____ PROVIDED DATA

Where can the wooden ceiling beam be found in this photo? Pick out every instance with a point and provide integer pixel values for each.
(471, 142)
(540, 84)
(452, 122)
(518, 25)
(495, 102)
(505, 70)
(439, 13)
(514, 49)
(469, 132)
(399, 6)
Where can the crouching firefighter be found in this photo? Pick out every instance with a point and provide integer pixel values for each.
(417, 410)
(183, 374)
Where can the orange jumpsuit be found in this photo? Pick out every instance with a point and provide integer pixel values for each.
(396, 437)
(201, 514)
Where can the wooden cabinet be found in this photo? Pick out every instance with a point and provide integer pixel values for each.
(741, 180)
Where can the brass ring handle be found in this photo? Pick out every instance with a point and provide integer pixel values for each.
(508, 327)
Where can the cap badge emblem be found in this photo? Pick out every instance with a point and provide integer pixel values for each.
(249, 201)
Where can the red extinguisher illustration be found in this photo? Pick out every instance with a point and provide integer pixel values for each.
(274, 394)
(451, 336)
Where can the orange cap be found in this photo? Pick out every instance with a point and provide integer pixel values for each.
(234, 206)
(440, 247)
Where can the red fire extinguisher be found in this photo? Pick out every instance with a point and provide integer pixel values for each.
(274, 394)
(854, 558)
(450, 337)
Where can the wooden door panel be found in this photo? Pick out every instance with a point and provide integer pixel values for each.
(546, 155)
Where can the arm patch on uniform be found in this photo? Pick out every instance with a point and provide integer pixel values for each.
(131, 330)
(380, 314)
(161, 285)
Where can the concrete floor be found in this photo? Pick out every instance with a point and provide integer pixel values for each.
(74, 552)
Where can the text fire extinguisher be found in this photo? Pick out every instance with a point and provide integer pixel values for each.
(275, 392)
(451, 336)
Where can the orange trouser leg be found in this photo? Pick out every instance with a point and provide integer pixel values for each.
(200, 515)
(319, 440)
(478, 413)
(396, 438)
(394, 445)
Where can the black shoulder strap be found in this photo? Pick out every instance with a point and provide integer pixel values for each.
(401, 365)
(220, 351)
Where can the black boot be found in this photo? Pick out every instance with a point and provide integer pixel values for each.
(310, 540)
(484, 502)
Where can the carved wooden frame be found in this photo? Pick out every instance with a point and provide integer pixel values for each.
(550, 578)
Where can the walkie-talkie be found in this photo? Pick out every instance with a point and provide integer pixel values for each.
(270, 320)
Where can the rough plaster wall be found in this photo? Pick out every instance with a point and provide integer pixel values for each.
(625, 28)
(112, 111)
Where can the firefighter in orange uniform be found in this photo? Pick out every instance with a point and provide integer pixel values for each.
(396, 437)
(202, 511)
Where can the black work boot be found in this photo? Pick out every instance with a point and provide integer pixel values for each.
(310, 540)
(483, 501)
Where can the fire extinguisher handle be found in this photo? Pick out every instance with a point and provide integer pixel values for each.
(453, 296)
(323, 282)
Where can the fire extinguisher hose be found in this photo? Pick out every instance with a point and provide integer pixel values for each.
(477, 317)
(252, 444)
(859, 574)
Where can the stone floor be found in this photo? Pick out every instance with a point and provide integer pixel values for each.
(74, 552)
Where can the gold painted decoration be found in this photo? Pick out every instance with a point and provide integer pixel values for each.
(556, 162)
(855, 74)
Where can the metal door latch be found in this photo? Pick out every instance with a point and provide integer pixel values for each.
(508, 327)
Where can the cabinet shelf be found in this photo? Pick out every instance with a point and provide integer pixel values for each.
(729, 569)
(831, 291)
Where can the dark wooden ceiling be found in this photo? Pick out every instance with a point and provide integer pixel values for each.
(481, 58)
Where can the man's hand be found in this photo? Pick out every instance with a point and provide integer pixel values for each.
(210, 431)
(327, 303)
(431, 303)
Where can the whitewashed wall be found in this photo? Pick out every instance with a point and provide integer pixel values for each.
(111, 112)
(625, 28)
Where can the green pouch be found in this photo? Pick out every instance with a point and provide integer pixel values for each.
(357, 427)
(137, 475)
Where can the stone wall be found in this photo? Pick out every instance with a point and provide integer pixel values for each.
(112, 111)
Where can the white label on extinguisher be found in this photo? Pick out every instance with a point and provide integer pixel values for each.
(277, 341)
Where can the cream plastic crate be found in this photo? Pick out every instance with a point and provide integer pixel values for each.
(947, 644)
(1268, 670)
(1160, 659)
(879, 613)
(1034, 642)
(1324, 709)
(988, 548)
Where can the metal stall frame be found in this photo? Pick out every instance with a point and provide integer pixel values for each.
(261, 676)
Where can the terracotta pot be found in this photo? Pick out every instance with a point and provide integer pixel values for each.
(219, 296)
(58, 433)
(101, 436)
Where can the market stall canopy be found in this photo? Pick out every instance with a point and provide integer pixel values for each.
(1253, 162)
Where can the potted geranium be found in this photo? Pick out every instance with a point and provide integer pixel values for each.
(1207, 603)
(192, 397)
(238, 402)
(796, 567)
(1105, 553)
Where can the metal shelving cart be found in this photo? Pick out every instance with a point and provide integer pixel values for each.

________

TASK PROMPT:
For this exercise, give the entries above again with no difference at all.

TASK OUTPUT:
Where can the wooden ceiling beam be found in this photo? Pick out every instance with a point and provide integer pixel values for each.
(471, 142)
(540, 84)
(452, 122)
(518, 25)
(495, 102)
(505, 70)
(439, 13)
(514, 49)
(469, 132)
(399, 6)
Where can the crouching firefighter be found in this photo? Pick out every instance with a point and provide integer pixel values for each.
(417, 410)
(183, 374)
Where can the orange jumpsuit be found in this photo? Pick out every instance with a point and provide integer pixel values for each.
(396, 437)
(201, 514)
Where can the wooden cabinet be found in this photo? Pick out every instance with a point and provide integer pixel values for each.
(741, 180)
Where can the brass ring handle be found in this photo? Pick out every instance with a point and provide integer pixel values for each.
(508, 327)
Where can the cap badge emblem be found in this photo? Pick out every instance with a point and provide integer pixel values for each.
(249, 201)
Where can the red extinguisher illustration be found in this photo? Pick out every instance with a point and provide integer pixel values for each.
(274, 394)
(451, 336)
Where can the orange cap be found in this photo? Pick out every instance with a point and provide integer pixel values for each.
(234, 206)
(440, 247)
Where can the red fire extinguisher be found in this photo? Pick out every instance with a point and provide integer pixel values for each.
(274, 394)
(854, 558)
(450, 337)
Where can the wooden door panel be found in this photo? Pick out every instance with a point and provide integer pixel values for each.
(546, 155)
Where can the arm patch on uniform be found in this photo? Pick out every instance with a point and provide integer pixel values for each.
(131, 330)
(380, 314)
(161, 285)
Where can the concrete floor be found in this photo? Pick out every instance with a point and provide integer pixel values for each.
(74, 552)
Where can the text fire extinguisher be found in this photo? Pick out every instance with a point and provide integer pixel values for each.
(275, 392)
(451, 336)
Where can the orange trouser leg be found in this photo? Pick out every instance with a point and provide integer pixel values for each.
(200, 515)
(319, 440)
(478, 413)
(396, 438)
(394, 445)
Where can the black shoulder strap be found in this photo? Pick out every instance with a point and provide integer pixel values for each.
(401, 365)
(220, 351)
Where can the black boot be found in this photo? Pick out every instance with a point and provide integer pixel values for each.
(310, 540)
(484, 502)
Where can the carved wooden frame be found in this photo? Pick out every instance with a point and provide integer pixel values for each.
(550, 578)
Where can the walkie-talkie be found in this photo? Pick out every instance with a point and provide integer pixel values for each.
(270, 320)
Where can the rough plaster wall be found in this photo? Pick out every instance with a point and provide integer pixel values for each.
(625, 28)
(112, 111)
Where can the firefighter in orange uniform be found in this photo? Pick out every instance with a point and provide integer pixel values for each.
(396, 437)
(202, 511)
Where can the black work boot be found in this photo? Pick out every instance with a point and provide integer pixel values for each.
(310, 540)
(483, 501)
Where can the fire extinguisher handle be found in this photo? Pick out every instance with a point and provide integer pixel values for each.
(453, 296)
(323, 282)
Where can the fire extinguisher hose be found in this photo? Pick out every instance with a point and provide integer pixel values for each.
(477, 317)
(252, 444)
(859, 574)
Where can the stone floor be found in this photo? Pick out every instance with a point and provide integer pixel values for each.
(74, 552)
Where can the gold painted decoration be found in this photo? Pick out every instance with a point and provide integer pixel values for each.
(556, 162)
(855, 74)
Where can the metal door latch be found in this photo? Pick out every instance with a point and provide integer pixel values for each.
(508, 327)
Where can the cabinet shelf be found in this photo? Pick out every instance with a point and provide integer pixel values for each.
(729, 569)
(831, 291)
Where can the dark wooden ceiling be found in this photo? Pick out every instance with a point and provide integer pixel values for each.
(481, 58)
Where can the man's hand be found in this photo? Pick out every instance with a point and provide integer pixel values for each.
(210, 431)
(327, 303)
(431, 303)
Where can the whitewashed wall be found in this photo? Pick out every instance with a point and provide integer pixel values for each.
(111, 112)
(625, 28)
Where can the green pouch be found in this photo? Pick out every instance with a point and provide integer pixel values for each.
(357, 427)
(137, 475)
Where can the stone wall be found in this photo? Pick out every instance with a point and provide integer pixel values for each.
(112, 111)
Where can the white label on extinguisher be found in this photo? Pick out every instance with a point and provide integer pixel values for each.
(277, 341)
Where can the cream plastic crate be found in this photo? Pick out every instance with a point and provide integer pixel values for each.
(947, 644)
(1268, 670)
(1160, 659)
(879, 613)
(1034, 642)
(1324, 709)
(988, 548)
Where can the metal stall frame be found in this photo? Pick out every instance with a point and provide integer pixel values for each.
(261, 676)
Where can the terracotta pot be found in this photo? Pick out every instance with a point and provide integer pixel values for each.
(219, 296)
(58, 433)
(101, 436)
Where can the market stall canopy be found in this photo? Pick out every instance with a point and provide integer pixel values for each.
(1253, 162)
Where can the potted geranium be found in this photo? Pick out every instance with a point and provide integer pixel values for each.
(1207, 603)
(192, 397)
(238, 402)
(796, 567)
(1105, 553)
Where can the metal shelving cart be found in this photo? Pick out every instance with a point and provide integer pixel values for each.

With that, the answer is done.